→ Task requirements:
- 1) In the article on bioflavonoids, which parts of citrus fruits are said to be especially rich in hesperidin?
- 2) Quote the article on bioflavonoids word for word, starting with "Hesperidin is known" and going on through "disease and diabetes.".

→ Document passage:
A doctor’s video came my way on the value of Vitamin P in fighting heart disease. He shared his info by reading it… very… slowly.
Perhaps to my discredit, I couldn’t last the full 18 minutes; it seemed much longer. So I did a little research on this mystery vitamin.
It turns out Vitamin P is not so mysterious. It’s a term used in the first part of the 20th century for the nutrients we now call bioflavonoids.
Don’t Go To Sleep Yet – They’re Important
Bioflavonoids are pigments in plants, especially yellow or red-blue pigments. They protect plants from insects, fungi and microbes. Intensely colored foods have the most.
They’re linked to the function of every cell in your body.
Over 4,000 flavonoids exist. Here are a few: quercetin, rutin, myricetin, apigenin, hesperetin, hesperidin, luteolin, catechin, eriodictyol, and cyanidin.
So How Do They Fight Heart Disease?
Flavonoids are anti-inflammatory. They prevent plaque formation in the arteries. They lower blood pressure by relaxing arterial muscle. They improve circulation.
Hesperidin is known to lower blood sugar, improve insulin sensitivity, and reduce triglycerides – an independent risk factor for heart disease. It fights inflammation, the root of most diseases. Hesperidin lowers total cholesterol and LDL (bad) cholesterol. It raises HDL (good) cholesterol. These changes can reduce metabolic conditions like heart disease and diabetes.
Citrus fruits – lemons, oranges, grapefruit – contain hesperidin, especially in the peel and membranes. It’s also in apricots, plums and bilberry.
They Fight Cancer
Flavonoids may inhibit tumor growth, stopping or slowing the growth of malignant cells. Quercetin fights several cancers: breast, prostate, colon, gastric, head and neck, leukemia, lung, melanoma, liver, ovarian, and cervical.
Because quercetin fights so many cancers, I’ll list its sources here: onions, red cherries, blackberries, blueberries, and black and red grapes.
What Else Do Flavonoids Do?
Bioflavonoids reduce stroke risk.
They’re antiviral, antibiotic, and anti-oxidant, and help fight illness, viruses, and infection. Their bacteria-fighting properties destroy bacteria in foods and protect against food poisoning. They may work as antihistamines.
Bioflavonoids enhance the absorption and action of vitamin C. That strengthens the immune system and helps the skin repair and renew. Skin needs both vitamin C and flavonoids to repair bruises, broken capillaries, varicose veins, and sun damage.
Rutin strengthens capillary walls (and helps with varicose veins). If you bruise easily, that might be a sign of weak capillary walls.
Rutin also helps with glaucoma, hay fever, and hemorrhoids. It reduces allergy symptoms. Allergic reactions may be a sign that you need bioflavonoids in your diet.
Flavonoids may prevent these diverse conditions: hemorrhoids, miscarriages, nosebleeds, cataracts, and retinal bleeding in people with diabetes and hypertension. They also improve bile production.

→ Supplied entries:
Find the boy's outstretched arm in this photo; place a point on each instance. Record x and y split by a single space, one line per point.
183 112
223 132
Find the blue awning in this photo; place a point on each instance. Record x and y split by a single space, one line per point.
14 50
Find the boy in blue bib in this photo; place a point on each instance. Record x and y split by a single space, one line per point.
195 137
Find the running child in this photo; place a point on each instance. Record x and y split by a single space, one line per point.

→ Expected responses:
- 1) The peel and membranes.

- 2)
Hesperidin is known to lower blood sugar, improve insulin sensitivity, and reduce triglycerides – an independent risk factor for heart disease. It fights inflammation, the root of most diseases. Hesperidin lowers total cholesterol and LDL (bad) cholesterol. It raises HDL (good) cholesterol. These changes can reduce metabolic conditions like heart disease and diabetes.